Can you give every line of the listing below as a numbered list, leaving out the blank lines?
##############################
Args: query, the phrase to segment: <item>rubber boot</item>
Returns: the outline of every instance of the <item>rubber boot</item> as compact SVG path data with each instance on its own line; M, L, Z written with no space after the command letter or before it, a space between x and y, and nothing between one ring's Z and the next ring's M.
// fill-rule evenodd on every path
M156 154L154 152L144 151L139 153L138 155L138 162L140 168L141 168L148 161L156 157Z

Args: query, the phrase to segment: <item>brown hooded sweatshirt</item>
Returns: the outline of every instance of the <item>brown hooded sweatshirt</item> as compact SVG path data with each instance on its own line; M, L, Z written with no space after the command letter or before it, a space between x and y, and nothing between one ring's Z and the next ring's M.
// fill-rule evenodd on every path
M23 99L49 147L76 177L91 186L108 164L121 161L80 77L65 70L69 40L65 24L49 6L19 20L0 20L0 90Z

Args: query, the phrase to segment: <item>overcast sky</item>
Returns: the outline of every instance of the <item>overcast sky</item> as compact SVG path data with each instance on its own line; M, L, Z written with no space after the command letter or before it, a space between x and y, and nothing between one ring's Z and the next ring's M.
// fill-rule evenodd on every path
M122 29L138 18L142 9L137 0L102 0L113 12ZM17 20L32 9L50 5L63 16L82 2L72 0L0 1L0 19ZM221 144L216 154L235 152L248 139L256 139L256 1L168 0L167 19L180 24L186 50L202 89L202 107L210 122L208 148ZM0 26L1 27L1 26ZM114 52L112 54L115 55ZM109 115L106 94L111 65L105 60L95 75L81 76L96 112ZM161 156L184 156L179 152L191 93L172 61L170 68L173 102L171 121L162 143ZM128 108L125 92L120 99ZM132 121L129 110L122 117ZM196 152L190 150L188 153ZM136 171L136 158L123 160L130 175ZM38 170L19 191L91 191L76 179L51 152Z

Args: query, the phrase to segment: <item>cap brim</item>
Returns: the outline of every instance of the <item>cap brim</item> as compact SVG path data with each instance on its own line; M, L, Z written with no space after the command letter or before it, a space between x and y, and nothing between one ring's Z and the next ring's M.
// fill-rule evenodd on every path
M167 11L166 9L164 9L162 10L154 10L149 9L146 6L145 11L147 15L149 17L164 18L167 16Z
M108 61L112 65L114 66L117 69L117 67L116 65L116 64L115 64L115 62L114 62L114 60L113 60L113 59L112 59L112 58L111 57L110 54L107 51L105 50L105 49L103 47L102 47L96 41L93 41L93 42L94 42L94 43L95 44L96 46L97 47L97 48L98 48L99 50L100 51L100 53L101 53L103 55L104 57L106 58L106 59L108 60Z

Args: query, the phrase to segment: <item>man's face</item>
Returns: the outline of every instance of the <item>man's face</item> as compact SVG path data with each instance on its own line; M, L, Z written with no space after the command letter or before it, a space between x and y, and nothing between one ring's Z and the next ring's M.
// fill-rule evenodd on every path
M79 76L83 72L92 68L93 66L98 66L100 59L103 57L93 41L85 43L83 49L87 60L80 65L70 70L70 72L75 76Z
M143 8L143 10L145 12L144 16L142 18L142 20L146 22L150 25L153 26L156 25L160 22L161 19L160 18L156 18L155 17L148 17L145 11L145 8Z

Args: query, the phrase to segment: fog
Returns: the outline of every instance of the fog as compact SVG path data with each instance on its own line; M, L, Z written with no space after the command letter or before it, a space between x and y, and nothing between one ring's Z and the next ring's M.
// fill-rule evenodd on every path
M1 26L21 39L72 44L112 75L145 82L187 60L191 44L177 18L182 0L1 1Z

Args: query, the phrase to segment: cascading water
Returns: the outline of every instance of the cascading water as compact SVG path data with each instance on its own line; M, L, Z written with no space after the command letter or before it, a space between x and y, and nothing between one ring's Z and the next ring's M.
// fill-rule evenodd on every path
##############################
■ **Result of this exercise**:
1. Args: query, the phrase to segment: <item>rubber boot</item>
2. Returns: the outline of every instance of the <item>rubber boot</item> as compact SVG path data with each instance on its own line; M, L, Z written with no space after the command letter or before it, a space between x and y, and nothing between one ring's Z and the next ring's M.
3. // fill-rule evenodd on every path
4. M156 154L154 152L144 151L139 153L138 155L138 162L140 168L141 168L148 161L156 157Z
5. Args: query, the phrase to segment: <item>brown hooded sweatshirt</item>
6. Returns: the outline of every instance of the <item>brown hooded sweatshirt</item> as compact SVG path data with each instance on its own line; M, L, Z written with no space after the command letter or before it, a space between x and y, and nothing between one ring's Z and the next ring's M.
7. // fill-rule evenodd on every path
8. M23 99L49 147L76 177L91 186L108 164L121 161L80 77L65 70L69 40L65 24L49 6L19 20L0 20L0 90Z
9. Args: query, the phrase to segment: <item>overcast sky</item>
10. Returns: the outline of every instance of the <item>overcast sky</item> as compact SVG path data with each instance on its own line; M, L, Z written with no space after the command letter or before it, a space between x and y, and nothing between one ring's Z and the next ring's M.
11. // fill-rule evenodd on every path
12. M122 29L138 18L142 9L137 0L102 0L113 12ZM17 20L32 9L50 5L63 16L82 2L72 0L0 1L0 19ZM221 144L216 154L235 152L248 139L256 139L256 1L168 0L167 19L180 24L186 50L202 89L202 107L210 122L208 148ZM0 26L1 27L1 26ZM114 52L112 54L115 55ZM109 115L106 94L111 65L105 60L95 75L81 76L96 112ZM161 156L184 156L179 152L191 93L172 61L170 68L173 102L171 121L162 143ZM128 108L125 92L120 99ZM132 121L129 110L122 117ZM196 152L190 150L188 153ZM136 171L136 158L123 160L130 175ZM38 170L19 191L91 191L76 179L51 152Z
13. Args: query, the phrase to segment: <item>cap brim</item>
14. Returns: the outline of every instance of the <item>cap brim</item> as compact SVG path data with each instance on its own line; M, L, Z written with no space after the command letter or before it, a space between x and y, and nothing between one ring's Z and the next ring's M.
15. // fill-rule evenodd on every path
16. M167 11L166 9L164 9L162 10L154 10L149 9L146 6L145 11L147 15L149 17L164 18L167 16Z
17. M108 61L112 65L114 66L117 69L117 67L116 65L116 64L115 64L115 62L114 62L114 60L113 60L113 59L112 59L112 58L111 57L110 54L107 51L105 50L105 49L103 47L102 47L96 41L93 41L93 42L94 42L94 43L95 44L96 46L97 47L97 48L98 48L99 50L100 51L100 53L101 53L103 55L104 57L106 58L106 59L108 60Z
18. Args: query, the phrase to segment: <item>man's face</item>
19. Returns: the outline of every instance of the <item>man's face</item> as compact SVG path data with each instance on its own line; M, L, Z written with no space after the command letter or before it, a space between x and y, and nothing between one ring's Z and the next ring's M.
20. // fill-rule evenodd on every path
21. M79 76L83 72L92 68L93 66L98 66L100 59L103 57L93 41L85 43L83 49L87 60L80 65L70 70L70 72L75 76Z
22. M143 8L143 10L145 12L144 16L142 18L142 20L146 22L150 25L153 26L156 25L160 22L161 19L160 18L156 18L155 17L148 17L145 11L145 8Z
23. Args: query, the phrase to segment: fog
24. Returns: the outline of every instance of the fog as compact SVG path data with each instance on its own line; M, L, Z written with no space after the command letter or before it, a space between x and y, and nothing between one ring's Z and the next ring's M.
25. // fill-rule evenodd on every path
26. M1 26L21 39L72 44L112 75L145 82L187 60L191 44L177 18L182 0L1 1Z
27. Args: query, the phrase to segment: cascading water
28. Returns: the outline of every instance of the cascading water as compact SVG path data with each instance on its own line; M, L, Z written with no space after the command letter or before it, a space between x and y, and nothing between one ring's Z and the next ring's M.
29. // fill-rule evenodd on every path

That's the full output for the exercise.